▸ PASSAGE FOR REVIEW
┄┄┄┄┄┄┄┄┄┄

This information describes the benefits, risks, and possible complications of penile implants.
You have seen the video on penile implants. It shows you how they work and explains the process for implanting them and using them. You have also received some printed materials. Please read this information carefully before you decide if you want a penile implant.
What are penile implants used for?
Penile implants are used to treat male patients with impotence (not able to have or keep an erection). This is also called erectile dysfunction (ED). Implants are used in patients who have not responded to other treatments for ED. These include pills, suppositories, injections, and vacuum devices. Implants are also used in patients who have responded to these treatments, but who don't like the side effects.
Implants are not used to increase the length of the penis.
What are the benefits of having a penile implant?
- It makes the penis rigid. Patients usually get an erection within 30 seconds after starting to pump the device.
- It doesn't require taking pills or injecting medication.
What are the risks of having a penile implant?
- The implant must be put in during surgery. Most patients can leave the hospital a few hours later. Every surgery has some risks and your doctor will discuss this with you.
- The surgery is irreversible. This means that if the implant needs to be removed or a patient changes his mind, no other treatments will work for him.

┄┄┄┄┄┄┄┄┄┄

▸ DATA TO EXAMINE
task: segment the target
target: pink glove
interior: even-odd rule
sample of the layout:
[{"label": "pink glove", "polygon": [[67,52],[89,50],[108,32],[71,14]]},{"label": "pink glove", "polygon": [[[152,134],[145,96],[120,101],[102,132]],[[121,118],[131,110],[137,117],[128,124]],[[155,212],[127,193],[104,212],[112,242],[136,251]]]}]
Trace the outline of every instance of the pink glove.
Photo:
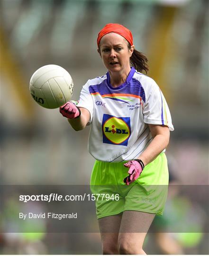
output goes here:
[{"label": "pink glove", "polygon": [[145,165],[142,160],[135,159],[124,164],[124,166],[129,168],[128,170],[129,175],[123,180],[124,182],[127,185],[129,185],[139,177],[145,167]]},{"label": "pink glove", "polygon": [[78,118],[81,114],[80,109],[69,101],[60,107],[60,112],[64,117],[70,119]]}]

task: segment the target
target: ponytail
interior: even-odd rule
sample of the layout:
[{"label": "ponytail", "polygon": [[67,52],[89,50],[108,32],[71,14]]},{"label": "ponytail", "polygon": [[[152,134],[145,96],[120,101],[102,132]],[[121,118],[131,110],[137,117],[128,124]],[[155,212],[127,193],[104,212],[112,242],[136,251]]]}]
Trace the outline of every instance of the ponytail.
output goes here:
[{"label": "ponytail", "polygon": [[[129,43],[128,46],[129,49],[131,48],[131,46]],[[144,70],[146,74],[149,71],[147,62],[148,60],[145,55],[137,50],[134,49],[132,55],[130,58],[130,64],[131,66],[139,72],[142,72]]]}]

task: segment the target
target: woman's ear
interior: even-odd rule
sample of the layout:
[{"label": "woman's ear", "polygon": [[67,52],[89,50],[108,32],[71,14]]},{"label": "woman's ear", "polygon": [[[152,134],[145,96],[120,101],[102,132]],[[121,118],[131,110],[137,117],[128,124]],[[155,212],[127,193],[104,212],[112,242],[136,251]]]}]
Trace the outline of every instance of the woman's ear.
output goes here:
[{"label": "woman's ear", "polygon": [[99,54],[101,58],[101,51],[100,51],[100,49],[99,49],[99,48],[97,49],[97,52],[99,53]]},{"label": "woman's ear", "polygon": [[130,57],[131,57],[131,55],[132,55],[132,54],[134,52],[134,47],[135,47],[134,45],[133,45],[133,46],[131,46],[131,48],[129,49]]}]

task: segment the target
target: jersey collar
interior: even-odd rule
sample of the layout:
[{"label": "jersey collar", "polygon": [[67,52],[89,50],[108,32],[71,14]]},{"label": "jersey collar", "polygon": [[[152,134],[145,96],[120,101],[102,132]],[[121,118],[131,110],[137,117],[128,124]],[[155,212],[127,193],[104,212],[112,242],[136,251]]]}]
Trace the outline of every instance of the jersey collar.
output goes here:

┄┄┄┄┄┄┄┄┄┄

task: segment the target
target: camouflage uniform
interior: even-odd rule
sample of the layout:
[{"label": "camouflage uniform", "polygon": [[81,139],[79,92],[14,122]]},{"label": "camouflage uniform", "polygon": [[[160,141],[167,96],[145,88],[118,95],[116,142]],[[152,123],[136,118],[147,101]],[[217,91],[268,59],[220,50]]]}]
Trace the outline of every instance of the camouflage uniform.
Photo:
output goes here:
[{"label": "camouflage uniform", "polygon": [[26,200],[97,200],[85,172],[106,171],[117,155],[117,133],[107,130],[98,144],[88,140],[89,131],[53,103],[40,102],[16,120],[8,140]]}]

┄┄┄┄┄┄┄┄┄┄

▸ PROBLEMS TO WORK ON
**A)** In the penile implant information, write out the part that opens with the words containing "- It doesn't" and closes with "work for him.".
**B)** Answer these questions from the penile implant information:
(i) How soon after starting to pump the device do patients usually get an erection?
(ii) Which other treatments for erectile dysfunction are named?
(iii) When can most patients leave the hospital after the surgery?

▸ TASK SOLUTIONS
**A)**
- It doesn't require taking pills or injecting medication.
What are the risks of having a penile implant?
- The implant must be put in during surgery. Most patients can leave the hospital a few hours later. Every surgery has some risks and your doctor will discuss this with you.
- The surgery is irreversible. This means that if the implant needs to be removed or a patient changes his mind, no other treatments will work for him.

**B)**
(i) Within 30 seconds.
(ii) Pills, suppositories, injections, and vacuum devices.
(iii) A few hours after the surgery.